TO DO
Write out the lines of the listing below without any changes, starting at the line with "In the picture shown above, does any man's forehead" and ending with the line with "[0,20,332,497]", both included.

STORED DATA
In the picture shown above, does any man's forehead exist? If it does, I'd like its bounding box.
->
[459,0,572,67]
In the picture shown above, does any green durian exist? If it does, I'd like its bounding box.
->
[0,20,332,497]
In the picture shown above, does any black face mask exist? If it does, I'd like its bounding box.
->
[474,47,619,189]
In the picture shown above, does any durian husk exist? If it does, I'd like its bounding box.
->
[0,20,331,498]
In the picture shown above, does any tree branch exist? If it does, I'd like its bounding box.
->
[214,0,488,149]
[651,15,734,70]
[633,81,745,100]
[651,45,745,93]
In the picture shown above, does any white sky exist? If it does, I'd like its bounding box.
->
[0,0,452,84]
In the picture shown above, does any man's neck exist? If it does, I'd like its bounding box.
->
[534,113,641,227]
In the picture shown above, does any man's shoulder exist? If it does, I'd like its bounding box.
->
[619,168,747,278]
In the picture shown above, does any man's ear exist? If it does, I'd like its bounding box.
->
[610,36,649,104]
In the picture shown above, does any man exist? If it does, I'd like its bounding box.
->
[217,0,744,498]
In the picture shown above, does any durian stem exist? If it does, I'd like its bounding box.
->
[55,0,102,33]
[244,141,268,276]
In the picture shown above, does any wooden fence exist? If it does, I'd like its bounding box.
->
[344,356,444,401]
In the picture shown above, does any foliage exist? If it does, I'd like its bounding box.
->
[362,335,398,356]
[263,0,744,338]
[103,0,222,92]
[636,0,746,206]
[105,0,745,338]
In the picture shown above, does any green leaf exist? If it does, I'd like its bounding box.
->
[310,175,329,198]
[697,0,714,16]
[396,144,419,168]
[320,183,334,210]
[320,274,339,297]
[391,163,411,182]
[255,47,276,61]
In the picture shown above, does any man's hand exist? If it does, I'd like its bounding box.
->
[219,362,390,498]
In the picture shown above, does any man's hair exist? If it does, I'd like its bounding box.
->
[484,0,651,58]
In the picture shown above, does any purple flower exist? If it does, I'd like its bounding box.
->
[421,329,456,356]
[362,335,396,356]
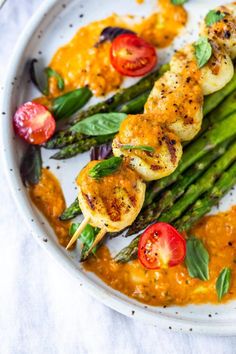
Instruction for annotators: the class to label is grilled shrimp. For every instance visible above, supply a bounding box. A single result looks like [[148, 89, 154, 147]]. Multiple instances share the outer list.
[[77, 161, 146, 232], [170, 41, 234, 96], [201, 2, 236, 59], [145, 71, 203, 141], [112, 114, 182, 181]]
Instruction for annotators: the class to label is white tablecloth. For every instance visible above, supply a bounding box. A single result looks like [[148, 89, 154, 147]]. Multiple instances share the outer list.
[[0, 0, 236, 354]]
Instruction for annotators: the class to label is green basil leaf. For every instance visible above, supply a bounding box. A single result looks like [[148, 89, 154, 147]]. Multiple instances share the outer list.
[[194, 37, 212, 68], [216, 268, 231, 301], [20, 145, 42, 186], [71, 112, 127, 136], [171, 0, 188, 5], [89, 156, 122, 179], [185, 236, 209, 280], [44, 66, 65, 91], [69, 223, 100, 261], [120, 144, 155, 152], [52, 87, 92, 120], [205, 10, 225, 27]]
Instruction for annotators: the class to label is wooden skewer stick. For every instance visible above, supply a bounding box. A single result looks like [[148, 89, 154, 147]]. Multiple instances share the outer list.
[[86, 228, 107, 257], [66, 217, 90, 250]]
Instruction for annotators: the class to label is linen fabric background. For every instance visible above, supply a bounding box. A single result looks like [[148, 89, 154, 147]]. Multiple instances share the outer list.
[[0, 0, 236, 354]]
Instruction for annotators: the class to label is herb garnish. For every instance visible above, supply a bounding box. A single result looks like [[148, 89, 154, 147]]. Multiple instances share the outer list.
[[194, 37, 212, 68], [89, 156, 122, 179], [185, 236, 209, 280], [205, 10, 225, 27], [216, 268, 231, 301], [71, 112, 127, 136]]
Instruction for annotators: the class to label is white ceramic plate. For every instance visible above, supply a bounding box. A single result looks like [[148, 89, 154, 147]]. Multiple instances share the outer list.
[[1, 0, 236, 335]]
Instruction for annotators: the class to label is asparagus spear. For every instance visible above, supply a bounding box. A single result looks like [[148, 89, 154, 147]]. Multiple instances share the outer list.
--
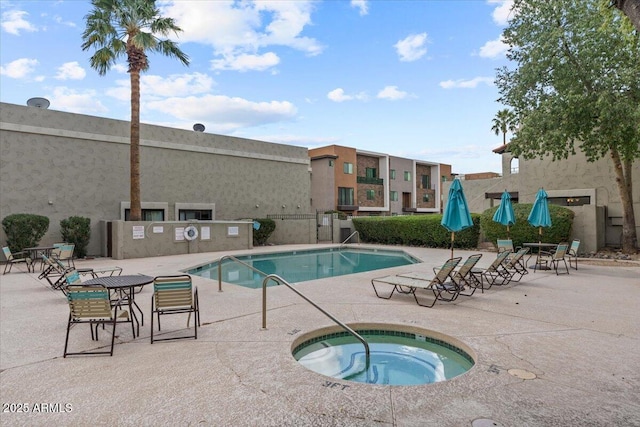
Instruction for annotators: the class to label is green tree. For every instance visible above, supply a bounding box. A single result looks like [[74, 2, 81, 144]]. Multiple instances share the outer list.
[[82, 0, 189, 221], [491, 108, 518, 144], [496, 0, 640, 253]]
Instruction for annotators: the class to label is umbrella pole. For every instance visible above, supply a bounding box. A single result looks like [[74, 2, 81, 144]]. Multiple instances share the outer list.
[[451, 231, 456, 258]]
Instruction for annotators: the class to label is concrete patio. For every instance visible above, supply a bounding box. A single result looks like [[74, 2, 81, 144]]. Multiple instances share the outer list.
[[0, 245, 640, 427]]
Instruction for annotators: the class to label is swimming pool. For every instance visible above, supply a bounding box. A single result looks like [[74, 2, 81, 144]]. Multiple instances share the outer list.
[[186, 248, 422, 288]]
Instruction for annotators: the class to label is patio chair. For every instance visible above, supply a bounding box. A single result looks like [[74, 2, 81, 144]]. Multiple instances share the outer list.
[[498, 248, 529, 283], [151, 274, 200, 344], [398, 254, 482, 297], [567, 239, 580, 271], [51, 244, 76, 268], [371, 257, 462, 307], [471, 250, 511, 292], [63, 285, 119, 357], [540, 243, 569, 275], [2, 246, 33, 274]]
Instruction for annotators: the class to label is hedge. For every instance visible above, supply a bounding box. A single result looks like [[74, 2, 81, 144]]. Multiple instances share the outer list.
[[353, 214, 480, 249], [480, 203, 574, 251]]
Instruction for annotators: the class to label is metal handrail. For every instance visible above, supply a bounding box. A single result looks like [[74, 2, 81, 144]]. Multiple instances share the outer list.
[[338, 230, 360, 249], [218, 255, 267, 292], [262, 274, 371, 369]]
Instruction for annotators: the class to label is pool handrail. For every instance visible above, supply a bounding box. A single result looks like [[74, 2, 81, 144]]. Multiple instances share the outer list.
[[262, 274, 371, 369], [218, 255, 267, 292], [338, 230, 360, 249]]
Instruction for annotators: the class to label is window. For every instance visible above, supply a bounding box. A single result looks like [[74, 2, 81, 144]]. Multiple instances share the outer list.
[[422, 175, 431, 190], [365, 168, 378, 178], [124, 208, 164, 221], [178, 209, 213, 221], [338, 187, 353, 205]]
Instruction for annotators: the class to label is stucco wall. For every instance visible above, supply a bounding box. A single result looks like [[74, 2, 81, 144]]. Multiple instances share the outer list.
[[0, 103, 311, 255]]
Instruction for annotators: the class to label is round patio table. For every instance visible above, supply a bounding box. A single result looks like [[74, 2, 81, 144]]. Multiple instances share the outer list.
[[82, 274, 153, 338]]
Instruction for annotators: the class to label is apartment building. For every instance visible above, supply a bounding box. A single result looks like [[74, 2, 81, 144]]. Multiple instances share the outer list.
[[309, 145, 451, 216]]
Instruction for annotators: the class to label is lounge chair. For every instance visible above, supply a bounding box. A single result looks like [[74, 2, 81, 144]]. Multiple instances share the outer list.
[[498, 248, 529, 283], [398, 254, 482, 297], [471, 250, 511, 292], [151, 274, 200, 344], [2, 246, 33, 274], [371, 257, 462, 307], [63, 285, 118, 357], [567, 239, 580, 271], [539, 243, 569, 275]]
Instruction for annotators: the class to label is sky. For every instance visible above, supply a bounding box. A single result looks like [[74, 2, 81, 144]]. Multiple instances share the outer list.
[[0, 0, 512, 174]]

CORRECT RESPONSE
In the picture shown above, does any man's forehead exist? If it does, I'd like its bounding box.
->
[459,0,572,67]
In the picture shown above, does any green durian exist? If it does, I'd like its bounding box.
->
[0,20,332,497]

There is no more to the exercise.